| Instruction |
Print only the part of the data below that starts at the line containing "Target: pediment relief sculpture" and ends at the last line of the data, including both of those lines, character for character.

| Task data |
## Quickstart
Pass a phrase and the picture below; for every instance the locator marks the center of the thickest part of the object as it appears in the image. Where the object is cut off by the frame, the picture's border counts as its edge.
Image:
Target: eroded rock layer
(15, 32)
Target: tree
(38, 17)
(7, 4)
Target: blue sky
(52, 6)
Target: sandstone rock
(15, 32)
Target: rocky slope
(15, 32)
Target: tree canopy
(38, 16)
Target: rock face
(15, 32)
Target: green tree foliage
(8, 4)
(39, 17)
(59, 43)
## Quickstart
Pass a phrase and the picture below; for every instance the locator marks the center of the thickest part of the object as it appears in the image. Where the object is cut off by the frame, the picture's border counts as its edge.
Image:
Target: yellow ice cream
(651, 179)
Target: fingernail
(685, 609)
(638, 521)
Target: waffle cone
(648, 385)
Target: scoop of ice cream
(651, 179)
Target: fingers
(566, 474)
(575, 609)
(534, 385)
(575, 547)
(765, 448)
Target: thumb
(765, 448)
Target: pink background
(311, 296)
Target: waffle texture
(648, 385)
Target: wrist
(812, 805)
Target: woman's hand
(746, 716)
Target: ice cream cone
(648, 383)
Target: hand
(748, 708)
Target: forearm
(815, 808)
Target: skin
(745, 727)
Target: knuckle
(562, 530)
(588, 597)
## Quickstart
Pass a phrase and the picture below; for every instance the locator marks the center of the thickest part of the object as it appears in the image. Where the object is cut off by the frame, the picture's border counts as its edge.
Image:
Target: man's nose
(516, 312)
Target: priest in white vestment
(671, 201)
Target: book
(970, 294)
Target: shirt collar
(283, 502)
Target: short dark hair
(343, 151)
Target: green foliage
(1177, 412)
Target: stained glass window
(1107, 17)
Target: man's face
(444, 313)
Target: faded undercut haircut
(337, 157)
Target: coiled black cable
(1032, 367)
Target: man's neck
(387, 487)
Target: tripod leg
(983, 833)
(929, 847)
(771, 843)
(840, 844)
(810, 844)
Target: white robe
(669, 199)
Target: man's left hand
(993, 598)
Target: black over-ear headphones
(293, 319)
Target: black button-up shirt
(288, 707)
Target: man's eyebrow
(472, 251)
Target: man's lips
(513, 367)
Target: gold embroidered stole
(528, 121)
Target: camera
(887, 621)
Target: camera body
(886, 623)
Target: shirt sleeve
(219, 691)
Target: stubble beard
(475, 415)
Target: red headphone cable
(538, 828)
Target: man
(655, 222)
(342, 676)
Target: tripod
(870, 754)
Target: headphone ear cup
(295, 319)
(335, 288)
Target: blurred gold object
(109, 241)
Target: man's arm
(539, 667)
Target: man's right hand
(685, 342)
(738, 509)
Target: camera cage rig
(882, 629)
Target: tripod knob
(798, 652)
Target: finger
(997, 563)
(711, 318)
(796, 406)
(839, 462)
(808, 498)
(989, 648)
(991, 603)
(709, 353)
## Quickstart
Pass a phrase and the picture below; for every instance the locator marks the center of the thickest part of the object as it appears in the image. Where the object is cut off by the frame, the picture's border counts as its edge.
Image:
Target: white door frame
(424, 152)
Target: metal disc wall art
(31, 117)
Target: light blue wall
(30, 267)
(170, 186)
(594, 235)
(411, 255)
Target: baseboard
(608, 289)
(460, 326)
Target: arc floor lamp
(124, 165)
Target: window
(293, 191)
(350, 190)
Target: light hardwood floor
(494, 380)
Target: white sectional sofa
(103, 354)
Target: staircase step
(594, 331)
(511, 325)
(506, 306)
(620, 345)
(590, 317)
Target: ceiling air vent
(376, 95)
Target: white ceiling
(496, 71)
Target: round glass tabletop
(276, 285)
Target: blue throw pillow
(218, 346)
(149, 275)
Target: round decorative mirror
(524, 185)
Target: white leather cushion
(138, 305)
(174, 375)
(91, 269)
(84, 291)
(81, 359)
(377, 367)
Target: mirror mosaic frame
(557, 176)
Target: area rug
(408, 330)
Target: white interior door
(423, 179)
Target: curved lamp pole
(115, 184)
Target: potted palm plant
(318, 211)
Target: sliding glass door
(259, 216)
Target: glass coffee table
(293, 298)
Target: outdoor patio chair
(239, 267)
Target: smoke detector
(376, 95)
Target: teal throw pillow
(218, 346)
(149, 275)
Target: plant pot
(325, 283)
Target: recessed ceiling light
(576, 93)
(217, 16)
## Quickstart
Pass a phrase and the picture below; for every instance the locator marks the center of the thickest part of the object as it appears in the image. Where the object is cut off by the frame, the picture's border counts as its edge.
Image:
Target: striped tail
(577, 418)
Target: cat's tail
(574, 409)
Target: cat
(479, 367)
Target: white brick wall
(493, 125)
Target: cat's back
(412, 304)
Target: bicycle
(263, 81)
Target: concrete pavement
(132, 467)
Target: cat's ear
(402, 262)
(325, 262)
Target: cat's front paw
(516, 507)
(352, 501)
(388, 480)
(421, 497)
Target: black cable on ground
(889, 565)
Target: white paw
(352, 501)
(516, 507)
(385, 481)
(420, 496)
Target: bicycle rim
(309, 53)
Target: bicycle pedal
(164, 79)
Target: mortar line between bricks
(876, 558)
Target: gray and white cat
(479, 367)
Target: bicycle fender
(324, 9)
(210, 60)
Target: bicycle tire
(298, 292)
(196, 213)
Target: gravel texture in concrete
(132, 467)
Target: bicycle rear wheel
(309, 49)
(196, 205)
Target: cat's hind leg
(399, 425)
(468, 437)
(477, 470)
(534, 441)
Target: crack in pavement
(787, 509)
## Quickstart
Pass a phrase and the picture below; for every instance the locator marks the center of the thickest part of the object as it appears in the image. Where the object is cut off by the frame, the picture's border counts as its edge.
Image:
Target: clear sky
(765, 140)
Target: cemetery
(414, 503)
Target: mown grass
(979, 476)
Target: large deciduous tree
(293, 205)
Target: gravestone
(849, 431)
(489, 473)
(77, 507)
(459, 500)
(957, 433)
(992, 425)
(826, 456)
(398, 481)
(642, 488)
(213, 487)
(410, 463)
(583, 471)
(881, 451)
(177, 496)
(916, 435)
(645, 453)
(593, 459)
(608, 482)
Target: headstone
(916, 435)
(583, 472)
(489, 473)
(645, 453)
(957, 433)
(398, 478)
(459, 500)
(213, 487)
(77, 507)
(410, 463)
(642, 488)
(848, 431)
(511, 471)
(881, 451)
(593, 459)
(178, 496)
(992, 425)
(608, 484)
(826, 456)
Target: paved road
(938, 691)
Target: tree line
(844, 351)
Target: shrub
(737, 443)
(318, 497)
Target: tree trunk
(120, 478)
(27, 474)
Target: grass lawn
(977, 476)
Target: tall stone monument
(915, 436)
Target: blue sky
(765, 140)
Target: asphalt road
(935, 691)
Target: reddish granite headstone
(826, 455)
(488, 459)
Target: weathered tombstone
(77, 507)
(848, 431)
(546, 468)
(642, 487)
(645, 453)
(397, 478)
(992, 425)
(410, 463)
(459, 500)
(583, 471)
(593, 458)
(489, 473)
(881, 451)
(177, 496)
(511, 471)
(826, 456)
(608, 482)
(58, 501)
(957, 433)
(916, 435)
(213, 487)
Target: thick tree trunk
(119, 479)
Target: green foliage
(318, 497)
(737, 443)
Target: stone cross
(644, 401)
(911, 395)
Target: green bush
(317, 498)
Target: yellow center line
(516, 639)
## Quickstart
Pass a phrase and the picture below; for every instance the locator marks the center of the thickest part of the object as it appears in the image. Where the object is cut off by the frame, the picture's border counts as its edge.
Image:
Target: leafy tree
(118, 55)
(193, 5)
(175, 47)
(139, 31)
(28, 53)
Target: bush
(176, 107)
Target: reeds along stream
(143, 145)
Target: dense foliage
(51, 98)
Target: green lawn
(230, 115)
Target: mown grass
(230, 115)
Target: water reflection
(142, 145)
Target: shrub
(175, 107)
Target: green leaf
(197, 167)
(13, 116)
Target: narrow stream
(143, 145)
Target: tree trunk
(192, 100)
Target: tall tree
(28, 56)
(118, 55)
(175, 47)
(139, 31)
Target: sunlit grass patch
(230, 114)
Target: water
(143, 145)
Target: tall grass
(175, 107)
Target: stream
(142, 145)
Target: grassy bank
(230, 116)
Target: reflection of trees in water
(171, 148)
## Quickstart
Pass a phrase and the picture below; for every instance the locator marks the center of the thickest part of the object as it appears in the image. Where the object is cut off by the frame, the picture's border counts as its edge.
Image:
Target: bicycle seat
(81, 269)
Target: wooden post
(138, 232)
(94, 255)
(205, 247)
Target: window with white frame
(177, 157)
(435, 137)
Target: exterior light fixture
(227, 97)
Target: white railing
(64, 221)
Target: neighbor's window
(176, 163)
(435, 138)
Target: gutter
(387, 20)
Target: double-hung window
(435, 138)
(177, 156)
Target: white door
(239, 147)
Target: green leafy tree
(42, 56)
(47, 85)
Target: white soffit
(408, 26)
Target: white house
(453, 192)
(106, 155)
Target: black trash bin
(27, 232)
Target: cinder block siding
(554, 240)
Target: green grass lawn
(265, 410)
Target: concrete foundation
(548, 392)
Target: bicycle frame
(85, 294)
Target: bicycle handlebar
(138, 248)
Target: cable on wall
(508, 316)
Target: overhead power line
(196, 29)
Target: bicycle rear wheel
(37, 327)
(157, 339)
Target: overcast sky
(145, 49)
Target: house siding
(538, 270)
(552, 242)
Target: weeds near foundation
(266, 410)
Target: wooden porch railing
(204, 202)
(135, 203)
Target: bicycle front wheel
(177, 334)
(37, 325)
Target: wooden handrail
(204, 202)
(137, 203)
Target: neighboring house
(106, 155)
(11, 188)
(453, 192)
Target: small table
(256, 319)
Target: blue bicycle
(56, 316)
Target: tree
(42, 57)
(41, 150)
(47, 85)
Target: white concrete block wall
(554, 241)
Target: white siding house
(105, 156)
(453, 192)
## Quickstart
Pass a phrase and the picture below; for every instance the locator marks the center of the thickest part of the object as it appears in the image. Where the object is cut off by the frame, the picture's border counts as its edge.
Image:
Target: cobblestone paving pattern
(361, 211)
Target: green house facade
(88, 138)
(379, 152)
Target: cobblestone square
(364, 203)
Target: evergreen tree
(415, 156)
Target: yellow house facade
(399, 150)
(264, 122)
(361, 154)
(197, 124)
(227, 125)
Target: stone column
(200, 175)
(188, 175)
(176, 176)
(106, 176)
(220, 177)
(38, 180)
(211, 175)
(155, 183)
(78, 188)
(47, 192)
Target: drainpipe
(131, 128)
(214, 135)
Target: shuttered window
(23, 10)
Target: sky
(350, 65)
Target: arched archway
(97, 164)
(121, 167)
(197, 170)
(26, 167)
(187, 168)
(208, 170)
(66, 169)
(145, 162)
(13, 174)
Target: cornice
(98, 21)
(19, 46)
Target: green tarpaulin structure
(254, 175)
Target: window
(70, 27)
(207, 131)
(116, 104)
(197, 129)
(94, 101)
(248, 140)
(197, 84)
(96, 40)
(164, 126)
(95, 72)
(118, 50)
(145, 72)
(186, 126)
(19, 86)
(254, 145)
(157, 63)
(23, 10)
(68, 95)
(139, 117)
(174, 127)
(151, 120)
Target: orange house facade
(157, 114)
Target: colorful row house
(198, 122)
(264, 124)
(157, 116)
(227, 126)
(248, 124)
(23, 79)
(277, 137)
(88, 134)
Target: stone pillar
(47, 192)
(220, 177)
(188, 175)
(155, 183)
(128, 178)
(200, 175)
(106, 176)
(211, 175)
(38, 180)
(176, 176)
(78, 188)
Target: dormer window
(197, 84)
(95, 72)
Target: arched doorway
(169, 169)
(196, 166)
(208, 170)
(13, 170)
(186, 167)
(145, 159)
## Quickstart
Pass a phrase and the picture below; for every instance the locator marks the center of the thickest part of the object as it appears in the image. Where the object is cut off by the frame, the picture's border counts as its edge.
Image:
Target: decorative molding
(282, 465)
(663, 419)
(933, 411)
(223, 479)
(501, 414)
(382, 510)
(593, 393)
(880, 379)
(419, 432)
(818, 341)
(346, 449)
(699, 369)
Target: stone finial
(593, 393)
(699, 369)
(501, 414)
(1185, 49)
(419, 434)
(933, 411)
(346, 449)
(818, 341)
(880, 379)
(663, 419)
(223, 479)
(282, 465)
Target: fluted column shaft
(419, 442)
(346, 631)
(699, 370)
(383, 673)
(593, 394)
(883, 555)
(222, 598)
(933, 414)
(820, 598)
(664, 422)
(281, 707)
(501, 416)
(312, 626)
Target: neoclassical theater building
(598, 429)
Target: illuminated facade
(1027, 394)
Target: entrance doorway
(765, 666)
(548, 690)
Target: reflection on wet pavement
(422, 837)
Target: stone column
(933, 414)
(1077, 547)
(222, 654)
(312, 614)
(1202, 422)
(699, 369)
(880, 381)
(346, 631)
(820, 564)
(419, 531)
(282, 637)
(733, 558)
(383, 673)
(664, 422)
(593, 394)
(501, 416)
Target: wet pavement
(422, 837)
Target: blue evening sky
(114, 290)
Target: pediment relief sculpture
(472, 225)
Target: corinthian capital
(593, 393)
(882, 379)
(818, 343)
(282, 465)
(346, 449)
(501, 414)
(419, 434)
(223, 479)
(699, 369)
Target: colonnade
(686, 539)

| Answer to the task |
Target: pediment relief sculpture
(472, 225)
Target: corinthian capital
(593, 393)
(882, 379)
(818, 343)
(282, 465)
(346, 449)
(501, 414)
(419, 434)
(223, 479)
(699, 369)
Target: colonnade
(686, 539)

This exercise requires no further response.